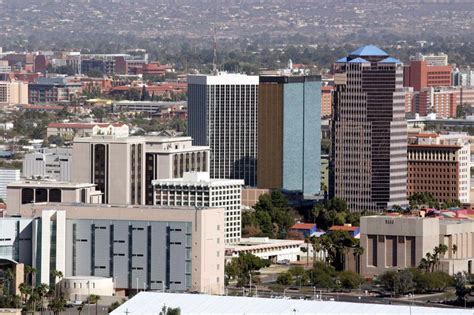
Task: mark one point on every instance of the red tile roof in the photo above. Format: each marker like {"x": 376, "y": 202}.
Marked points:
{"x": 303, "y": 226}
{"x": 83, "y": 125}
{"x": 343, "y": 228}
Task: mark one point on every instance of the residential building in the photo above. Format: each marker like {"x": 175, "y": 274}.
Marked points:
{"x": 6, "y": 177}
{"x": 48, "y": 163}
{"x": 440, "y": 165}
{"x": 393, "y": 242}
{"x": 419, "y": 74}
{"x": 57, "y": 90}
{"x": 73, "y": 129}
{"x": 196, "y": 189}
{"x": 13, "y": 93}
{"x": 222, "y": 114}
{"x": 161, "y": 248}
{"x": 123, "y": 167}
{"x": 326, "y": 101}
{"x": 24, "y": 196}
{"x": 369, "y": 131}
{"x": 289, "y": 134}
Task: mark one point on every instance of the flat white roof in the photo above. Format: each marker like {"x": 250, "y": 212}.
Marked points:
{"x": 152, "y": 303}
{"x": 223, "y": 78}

#####

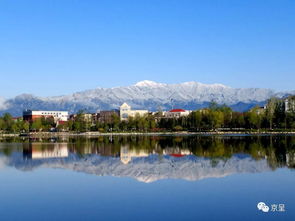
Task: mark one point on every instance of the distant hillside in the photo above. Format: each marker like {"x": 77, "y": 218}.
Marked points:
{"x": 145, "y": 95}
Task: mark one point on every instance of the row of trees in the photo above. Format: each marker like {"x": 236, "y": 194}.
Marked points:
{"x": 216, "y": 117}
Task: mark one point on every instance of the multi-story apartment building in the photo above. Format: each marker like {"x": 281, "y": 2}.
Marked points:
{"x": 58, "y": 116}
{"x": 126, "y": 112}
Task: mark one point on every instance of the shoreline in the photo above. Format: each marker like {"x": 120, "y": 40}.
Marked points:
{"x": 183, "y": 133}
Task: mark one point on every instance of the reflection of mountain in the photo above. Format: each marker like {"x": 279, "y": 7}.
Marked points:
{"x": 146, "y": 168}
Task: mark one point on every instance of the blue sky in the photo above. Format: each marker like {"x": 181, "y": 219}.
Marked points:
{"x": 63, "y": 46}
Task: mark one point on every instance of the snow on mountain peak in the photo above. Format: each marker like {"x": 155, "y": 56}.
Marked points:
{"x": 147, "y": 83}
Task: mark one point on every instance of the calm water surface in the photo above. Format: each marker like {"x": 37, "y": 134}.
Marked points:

#####

**Task objective**
Where the material contains a line with "building", return that line.

**Your response**
Task: mark one point on every instance of the residential building in the photo above. Format: each marker like {"x": 175, "y": 274}.
Task: mark one point on every instance of the multi-story apartment building in the photo above. Format: each marker like {"x": 281, "y": 2}.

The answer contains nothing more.